** Trecho **

____________________

O autor aborda, a partir de vivência e reflexões psicanalíticas, situações e conceitos relacionados à finitude/infinitude, vida plena/terminalidade, situações-limite como reveladoras de experiências até então inapreensíveis por nós.

Palavras-chave: Tempo. Limite. Finitude. Infinitude. Morte. Terminalidade.


SUMMARY

Departing from his experience in life and psychoanalysis, the author brings some reflexions about finitude/infinitude, life/ death, dying patients; limit; time; middle age.

Keywords: Time. Limit. Finitude. Infinitude. Death. Terminality.


 

 

We are now much farther along the flow of "the river-run" of analysis and of life, having moved from the symptomatic storms at the start to those existential ones before only hinted at. Now we discover that the distinction between analysis and life is less clear than we had imagined. Although transference and life are fleeting wisps of existence, each ephemeral, the stuff that dreams are made on, still they are as real as experience can ever be. They are the very substance of being - of being, and of becoming, but also of ending. (Warren Polland, 2014)

 

Primeiro, a "infinitude"

____________________

** Instruções **
A: Liste as palavras-chave apresentadas em português no trecho.
B: Responda com base no trecho:
(i) A partir de que o autor aborda os temas, segundo o primeiro parágrafo?
(ii) A quem é atribuída a citação em inglês, e com que ano?
(iii) Na citação em inglês, qual distinção se revela menos clara do que se imaginava?

____________________

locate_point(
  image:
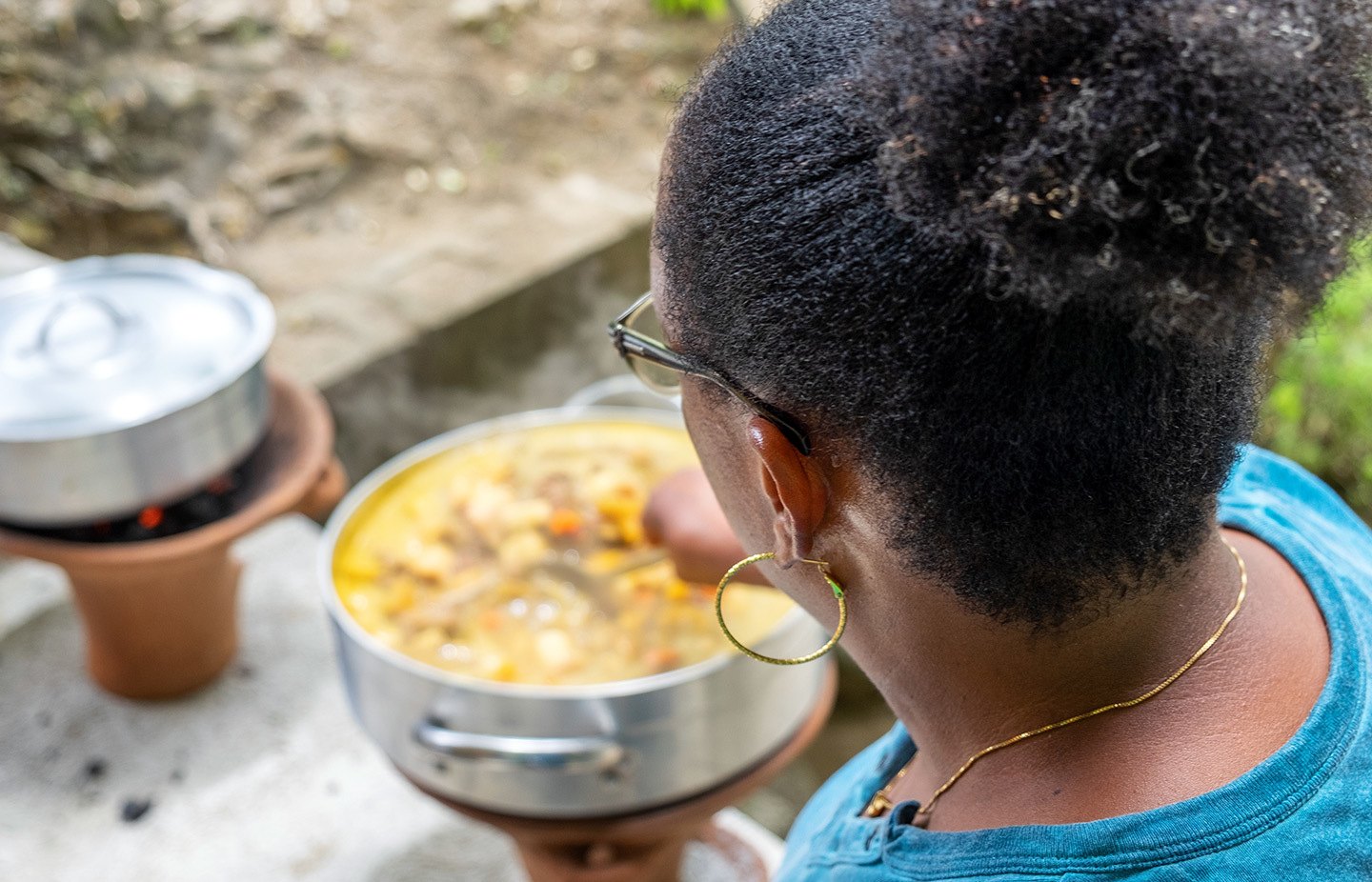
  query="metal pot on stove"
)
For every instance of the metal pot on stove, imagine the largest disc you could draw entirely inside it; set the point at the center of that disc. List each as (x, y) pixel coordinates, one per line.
(125, 382)
(574, 751)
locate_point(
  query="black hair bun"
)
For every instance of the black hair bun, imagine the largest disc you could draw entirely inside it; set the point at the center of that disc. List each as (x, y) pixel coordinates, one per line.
(1181, 162)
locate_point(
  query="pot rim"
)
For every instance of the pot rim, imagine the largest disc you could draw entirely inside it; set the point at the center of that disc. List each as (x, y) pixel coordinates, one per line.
(212, 279)
(449, 441)
(314, 451)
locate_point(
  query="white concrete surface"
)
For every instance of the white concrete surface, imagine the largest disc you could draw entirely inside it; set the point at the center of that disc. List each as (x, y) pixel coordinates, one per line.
(262, 776)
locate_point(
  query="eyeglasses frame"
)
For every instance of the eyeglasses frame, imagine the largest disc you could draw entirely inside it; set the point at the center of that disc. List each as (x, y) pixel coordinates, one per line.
(629, 342)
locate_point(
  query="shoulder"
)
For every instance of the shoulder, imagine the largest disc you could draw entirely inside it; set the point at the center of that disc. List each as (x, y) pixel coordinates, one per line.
(1275, 497)
(829, 828)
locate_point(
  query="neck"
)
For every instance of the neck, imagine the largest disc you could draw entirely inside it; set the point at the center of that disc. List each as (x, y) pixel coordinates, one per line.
(959, 681)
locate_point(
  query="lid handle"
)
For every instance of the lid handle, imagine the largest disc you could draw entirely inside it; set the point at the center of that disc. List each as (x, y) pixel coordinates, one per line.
(71, 342)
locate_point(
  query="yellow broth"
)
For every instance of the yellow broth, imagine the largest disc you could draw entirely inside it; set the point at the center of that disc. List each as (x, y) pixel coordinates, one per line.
(442, 563)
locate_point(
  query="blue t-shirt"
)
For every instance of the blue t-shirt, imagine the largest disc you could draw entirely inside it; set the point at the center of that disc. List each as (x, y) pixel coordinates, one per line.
(1302, 813)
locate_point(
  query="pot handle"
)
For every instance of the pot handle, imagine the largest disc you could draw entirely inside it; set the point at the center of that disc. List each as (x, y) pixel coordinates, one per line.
(583, 753)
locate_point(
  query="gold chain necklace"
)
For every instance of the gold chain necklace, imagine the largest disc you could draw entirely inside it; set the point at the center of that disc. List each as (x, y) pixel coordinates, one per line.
(881, 801)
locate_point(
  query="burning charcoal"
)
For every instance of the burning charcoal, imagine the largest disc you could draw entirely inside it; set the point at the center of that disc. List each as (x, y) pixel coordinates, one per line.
(134, 810)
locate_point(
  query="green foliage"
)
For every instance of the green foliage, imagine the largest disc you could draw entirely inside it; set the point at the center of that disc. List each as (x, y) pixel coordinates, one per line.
(710, 9)
(1321, 408)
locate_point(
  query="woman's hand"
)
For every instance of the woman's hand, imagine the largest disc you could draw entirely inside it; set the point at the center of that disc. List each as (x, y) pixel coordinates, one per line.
(683, 516)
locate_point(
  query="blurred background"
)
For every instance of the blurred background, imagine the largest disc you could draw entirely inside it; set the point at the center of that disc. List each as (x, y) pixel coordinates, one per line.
(445, 202)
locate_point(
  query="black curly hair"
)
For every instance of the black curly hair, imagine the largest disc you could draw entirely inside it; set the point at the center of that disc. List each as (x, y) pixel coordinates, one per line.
(1019, 258)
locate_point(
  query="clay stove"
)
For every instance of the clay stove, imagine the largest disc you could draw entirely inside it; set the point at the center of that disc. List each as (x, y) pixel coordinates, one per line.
(156, 591)
(646, 847)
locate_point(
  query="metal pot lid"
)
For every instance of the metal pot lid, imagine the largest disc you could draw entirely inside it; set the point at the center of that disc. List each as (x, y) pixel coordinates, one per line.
(100, 345)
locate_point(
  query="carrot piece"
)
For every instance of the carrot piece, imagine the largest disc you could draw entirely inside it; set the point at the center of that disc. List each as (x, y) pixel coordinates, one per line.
(564, 523)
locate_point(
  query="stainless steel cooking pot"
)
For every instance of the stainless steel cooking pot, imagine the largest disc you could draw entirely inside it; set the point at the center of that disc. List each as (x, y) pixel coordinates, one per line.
(125, 382)
(567, 751)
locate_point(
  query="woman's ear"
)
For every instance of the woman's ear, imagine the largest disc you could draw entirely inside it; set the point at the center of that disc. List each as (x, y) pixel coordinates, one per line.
(795, 487)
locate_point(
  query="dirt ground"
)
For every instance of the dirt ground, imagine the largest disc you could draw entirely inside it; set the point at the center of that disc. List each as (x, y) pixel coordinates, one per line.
(301, 140)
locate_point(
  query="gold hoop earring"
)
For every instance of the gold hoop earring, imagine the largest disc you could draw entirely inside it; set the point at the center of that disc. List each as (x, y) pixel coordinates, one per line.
(749, 561)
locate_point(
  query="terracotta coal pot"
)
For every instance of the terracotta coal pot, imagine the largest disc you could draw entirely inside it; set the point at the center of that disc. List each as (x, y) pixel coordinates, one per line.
(646, 847)
(159, 616)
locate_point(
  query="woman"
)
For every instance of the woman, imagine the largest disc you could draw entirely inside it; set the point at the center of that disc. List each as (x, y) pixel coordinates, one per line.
(969, 299)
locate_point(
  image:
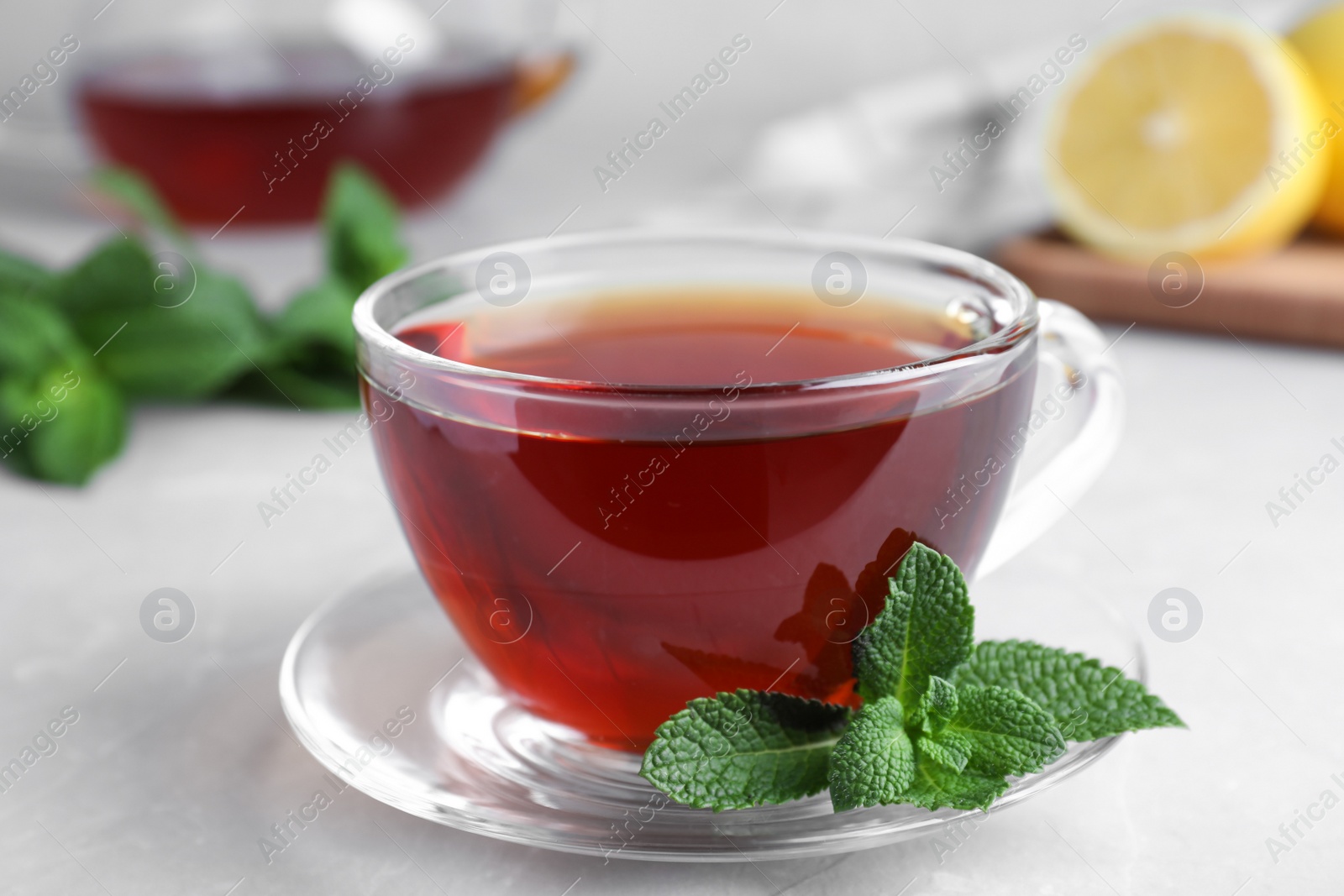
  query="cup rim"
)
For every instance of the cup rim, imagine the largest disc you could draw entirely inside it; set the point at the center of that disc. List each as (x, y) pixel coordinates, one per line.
(1025, 322)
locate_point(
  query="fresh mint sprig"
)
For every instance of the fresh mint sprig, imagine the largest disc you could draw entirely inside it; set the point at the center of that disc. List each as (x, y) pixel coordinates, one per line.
(944, 721)
(77, 347)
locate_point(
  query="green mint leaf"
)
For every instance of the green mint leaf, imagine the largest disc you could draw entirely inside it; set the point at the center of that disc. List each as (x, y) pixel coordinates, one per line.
(948, 748)
(320, 313)
(927, 629)
(24, 277)
(936, 786)
(937, 705)
(323, 390)
(363, 228)
(33, 338)
(1007, 731)
(141, 199)
(874, 762)
(745, 748)
(1088, 700)
(85, 429)
(186, 351)
(118, 275)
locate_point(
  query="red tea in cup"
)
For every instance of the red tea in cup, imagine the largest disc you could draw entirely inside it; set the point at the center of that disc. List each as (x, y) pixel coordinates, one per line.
(719, 521)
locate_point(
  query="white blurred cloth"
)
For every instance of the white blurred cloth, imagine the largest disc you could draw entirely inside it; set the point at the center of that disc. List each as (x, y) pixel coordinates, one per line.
(867, 163)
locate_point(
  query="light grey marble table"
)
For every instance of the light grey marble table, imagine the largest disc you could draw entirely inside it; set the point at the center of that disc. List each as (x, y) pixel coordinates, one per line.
(181, 759)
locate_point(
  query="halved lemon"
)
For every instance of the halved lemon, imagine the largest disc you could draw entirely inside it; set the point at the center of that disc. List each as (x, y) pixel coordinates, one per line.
(1180, 136)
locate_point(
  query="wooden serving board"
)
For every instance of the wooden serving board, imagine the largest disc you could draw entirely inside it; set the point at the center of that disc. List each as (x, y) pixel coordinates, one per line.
(1294, 295)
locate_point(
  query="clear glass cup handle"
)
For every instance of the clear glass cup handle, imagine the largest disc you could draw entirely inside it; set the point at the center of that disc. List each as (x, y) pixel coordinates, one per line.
(1075, 423)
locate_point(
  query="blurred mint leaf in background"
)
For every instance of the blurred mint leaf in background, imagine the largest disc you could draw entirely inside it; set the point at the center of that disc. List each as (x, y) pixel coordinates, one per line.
(87, 427)
(24, 277)
(132, 324)
(363, 228)
(186, 352)
(139, 196)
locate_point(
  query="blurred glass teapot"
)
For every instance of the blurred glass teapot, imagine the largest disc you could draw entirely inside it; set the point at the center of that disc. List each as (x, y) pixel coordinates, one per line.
(239, 109)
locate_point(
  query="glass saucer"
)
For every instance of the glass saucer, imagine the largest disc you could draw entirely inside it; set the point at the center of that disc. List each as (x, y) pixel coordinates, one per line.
(378, 685)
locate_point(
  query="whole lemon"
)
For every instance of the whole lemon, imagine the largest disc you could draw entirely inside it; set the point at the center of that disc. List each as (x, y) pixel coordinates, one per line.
(1320, 40)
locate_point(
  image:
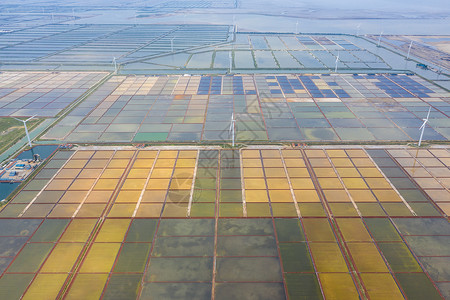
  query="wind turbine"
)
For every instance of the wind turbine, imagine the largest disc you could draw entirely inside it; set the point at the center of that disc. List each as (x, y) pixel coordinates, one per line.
(379, 39)
(337, 59)
(26, 129)
(232, 128)
(425, 121)
(409, 50)
(115, 65)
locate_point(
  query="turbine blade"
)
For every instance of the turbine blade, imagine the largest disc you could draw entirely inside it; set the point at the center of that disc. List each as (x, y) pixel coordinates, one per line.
(30, 118)
(428, 115)
(424, 123)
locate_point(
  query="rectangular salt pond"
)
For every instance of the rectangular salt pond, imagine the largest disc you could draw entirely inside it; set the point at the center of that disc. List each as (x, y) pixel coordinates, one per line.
(44, 94)
(164, 212)
(272, 107)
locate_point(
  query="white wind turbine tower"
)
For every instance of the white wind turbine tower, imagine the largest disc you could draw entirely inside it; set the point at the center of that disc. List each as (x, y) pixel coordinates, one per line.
(409, 50)
(425, 121)
(379, 39)
(337, 60)
(232, 129)
(115, 65)
(26, 129)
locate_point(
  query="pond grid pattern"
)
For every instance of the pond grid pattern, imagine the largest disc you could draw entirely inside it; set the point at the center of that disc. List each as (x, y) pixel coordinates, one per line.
(266, 108)
(44, 94)
(231, 224)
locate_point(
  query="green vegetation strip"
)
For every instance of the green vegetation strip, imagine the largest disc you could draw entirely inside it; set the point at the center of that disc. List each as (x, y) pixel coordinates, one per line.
(11, 131)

____________________

** Respostas esperadas **
A: Tempo, Limite, Finitude, Infinitude, Morte, Terminalidade

B:
(i) A partir de vivência e reflexões psicanalíticas.
(ii) A Warren Polland, com o ano de 2014.
(iii) A distinção entre a análise e a vida.